◆ GIVEN TASK: Copy the lines that follow, keeping every character the same.

## begin DATASET EXCERPTS

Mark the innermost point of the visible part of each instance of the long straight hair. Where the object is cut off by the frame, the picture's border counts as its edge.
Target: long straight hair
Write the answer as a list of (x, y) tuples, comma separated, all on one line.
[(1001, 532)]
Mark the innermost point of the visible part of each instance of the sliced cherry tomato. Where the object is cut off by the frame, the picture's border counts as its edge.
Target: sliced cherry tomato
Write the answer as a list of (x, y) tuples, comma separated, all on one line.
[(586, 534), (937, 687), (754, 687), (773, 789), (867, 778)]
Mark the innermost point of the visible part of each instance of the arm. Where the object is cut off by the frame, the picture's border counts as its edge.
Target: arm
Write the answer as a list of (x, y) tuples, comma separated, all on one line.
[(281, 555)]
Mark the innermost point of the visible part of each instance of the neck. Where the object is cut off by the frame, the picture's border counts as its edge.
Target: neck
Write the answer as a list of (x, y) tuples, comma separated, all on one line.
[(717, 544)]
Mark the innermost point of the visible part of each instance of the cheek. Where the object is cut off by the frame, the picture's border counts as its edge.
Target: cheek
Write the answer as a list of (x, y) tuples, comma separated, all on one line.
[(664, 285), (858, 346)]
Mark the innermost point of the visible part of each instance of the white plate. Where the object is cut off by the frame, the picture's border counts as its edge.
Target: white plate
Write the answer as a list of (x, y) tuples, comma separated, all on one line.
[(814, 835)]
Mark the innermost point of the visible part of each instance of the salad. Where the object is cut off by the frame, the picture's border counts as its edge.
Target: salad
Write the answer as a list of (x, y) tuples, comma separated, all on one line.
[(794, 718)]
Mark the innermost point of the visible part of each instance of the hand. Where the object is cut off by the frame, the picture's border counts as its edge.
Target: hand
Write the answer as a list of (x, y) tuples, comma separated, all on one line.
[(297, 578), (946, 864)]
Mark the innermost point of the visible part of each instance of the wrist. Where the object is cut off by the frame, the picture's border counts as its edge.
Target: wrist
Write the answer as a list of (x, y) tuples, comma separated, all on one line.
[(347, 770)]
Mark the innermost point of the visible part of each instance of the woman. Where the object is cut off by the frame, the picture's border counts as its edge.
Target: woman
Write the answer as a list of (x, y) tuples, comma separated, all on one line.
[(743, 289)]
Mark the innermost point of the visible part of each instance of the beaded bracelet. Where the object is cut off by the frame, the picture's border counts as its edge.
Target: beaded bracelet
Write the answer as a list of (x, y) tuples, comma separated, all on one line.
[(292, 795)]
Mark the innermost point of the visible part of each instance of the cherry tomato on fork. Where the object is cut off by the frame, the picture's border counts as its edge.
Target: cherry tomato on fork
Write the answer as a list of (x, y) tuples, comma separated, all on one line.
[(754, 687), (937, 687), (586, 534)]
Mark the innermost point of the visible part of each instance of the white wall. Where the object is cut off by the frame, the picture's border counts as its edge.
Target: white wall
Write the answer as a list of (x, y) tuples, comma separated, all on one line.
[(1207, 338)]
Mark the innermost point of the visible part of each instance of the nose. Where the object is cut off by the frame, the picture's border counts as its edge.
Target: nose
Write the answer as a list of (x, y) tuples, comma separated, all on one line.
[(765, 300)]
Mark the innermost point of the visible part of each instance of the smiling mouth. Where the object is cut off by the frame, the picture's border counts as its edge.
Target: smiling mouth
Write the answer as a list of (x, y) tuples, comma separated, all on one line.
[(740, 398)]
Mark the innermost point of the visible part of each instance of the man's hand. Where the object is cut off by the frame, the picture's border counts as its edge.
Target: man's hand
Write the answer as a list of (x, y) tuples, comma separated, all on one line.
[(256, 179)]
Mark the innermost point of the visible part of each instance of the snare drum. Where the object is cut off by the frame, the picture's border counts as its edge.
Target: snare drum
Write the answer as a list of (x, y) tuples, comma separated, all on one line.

## end DATASET EXCERPTS

◆ RESULT OF THE TASK:
Mark the innermost point of the visible part of each instance of the long straight hair. Where the object is cut off by the frame, the picture's border counts as its edge.
Target: long straight hair
Write the answer as a list of (x, y) tuples, comma separated, all on one line.
[(1001, 532)]
Mark the innermost point of the visible part of each instance of the sliced cherry tomato. Where the object is cut off by the frame, the picture's border counts as its edge.
Target: sliced cherry tomato
Write the answer as a list of (x, y) tuples, comma separated, all on one line.
[(586, 534), (937, 687), (754, 687), (773, 789), (867, 778)]
Mark the innermost point of the visible part of each instance of the arm. Where the object is cut off by the frame, the picture's border counts as its edge.
Target: arm
Write the answer as a list of (x, y) tuples, comma separated, all on one line.
[(281, 555)]
Mark the innermost point of the visible part of each instance of the neck. Where the object is cut off by the frame, the picture's border counts as its edge.
Target: neck
Write the answer as a list of (x, y) tuples, comma separated, all on one line.
[(717, 544)]
Mark the innermost point of the visible part of each instance of the cheek. Where the object is cut off by the frame, the picture's border counts as its edge.
Target: cheek
Write the answer as a list of (x, y) tuples, comma separated, all on one line.
[(664, 285), (858, 346)]
Mark the innermost point of the visible part of each instance of the white plate. Where the object is cut off by the frame, the picture's border counts as its edge.
Target: white plate
Write the answer as a list of (x, y) tuples, comma separated, all on one line.
[(814, 835)]
Mark the innermost point of the visible part of each instance of the salad. Where the object is cut off by the frame, the picture's border counts as its edge.
Target: salad
Write the answer as a list of (x, y) tuples, comma separated, all on one line.
[(794, 718)]
Mark the innermost point of the visible part of each instance of the hand. Where the object is cut off by the frame, the picture's border counts as its edge.
Target: hand
Write the answer as a list of (x, y) tuples, comma separated, all on one line.
[(297, 578), (946, 864)]
Mark the innermost point of the visible part of each instance of the wrist. Where the object is cut off by the frame, the picture's border counts as its edge.
Target: wrist
Write the answer as a list of (x, y) tuples, comma separated, all on one line.
[(347, 770)]
Mark the innermost point of the visible part of each instance of the woman. Where the object is cut off by the frame, the picture's border counts as its edge.
Target: woman
Write the answer as a list of (x, y) tuples, comma separated, all on one line.
[(743, 289)]
Mark the innermost point of the visible part of each instance of the beaded bracelet. Where the object is cut off by the frame, the picture's border counts as its edge.
Target: beaded bracelet
Write the answer as a list of (x, y) tuples, comma separated, all on one line.
[(292, 795)]
Mark the innermost point of the visible part of each instance of the cherry tomato on fork. Where the object is cut off by the frame, the picture's border counts as its edge.
Target: cherry tomato on fork
Write the answer as a list of (x, y) tuples, comma separated, all on one line.
[(754, 687), (937, 687), (586, 534)]
Mark the innermost point of the visible part of each instance of the white wall. Where the object is cut off by the frame, the picture's border counts as its edge.
Target: white wall
Write the answer as a list of (x, y) tuples, comma separated, all on one line.
[(1207, 338)]
Mark the innermost point of the visible part of each instance of the nose. Where the object is cut off by the frame, the picture's border counts as its edge.
Target: nose
Write the answer as a list of (x, y) tuples, comma separated, all on one line.
[(765, 300)]
Mark the innermost point of the visible part of each instance of the smiling mouth. Where the object is cut off by the frame, the picture's border counts as its edge.
Target: smiling mouth
Write the answer as a list of (x, y) tuples, comma separated, all on one line.
[(740, 398)]
Mark the innermost point of the visible part of each instance of the man's hand. Where the object is cut off by the frame, the picture's border counts as its edge.
Target: man's hand
Write the answer as a list of (x, y) tuples, comma separated, all on one line.
[(256, 179)]
Mark the innermost point of the visible part of each instance of the snare drum. Where the object is cut off by the frame, the picture's border counts as its edge.
Target: snare drum
Write the answer as a list of (x, y) tuples, comma separated, all on one line.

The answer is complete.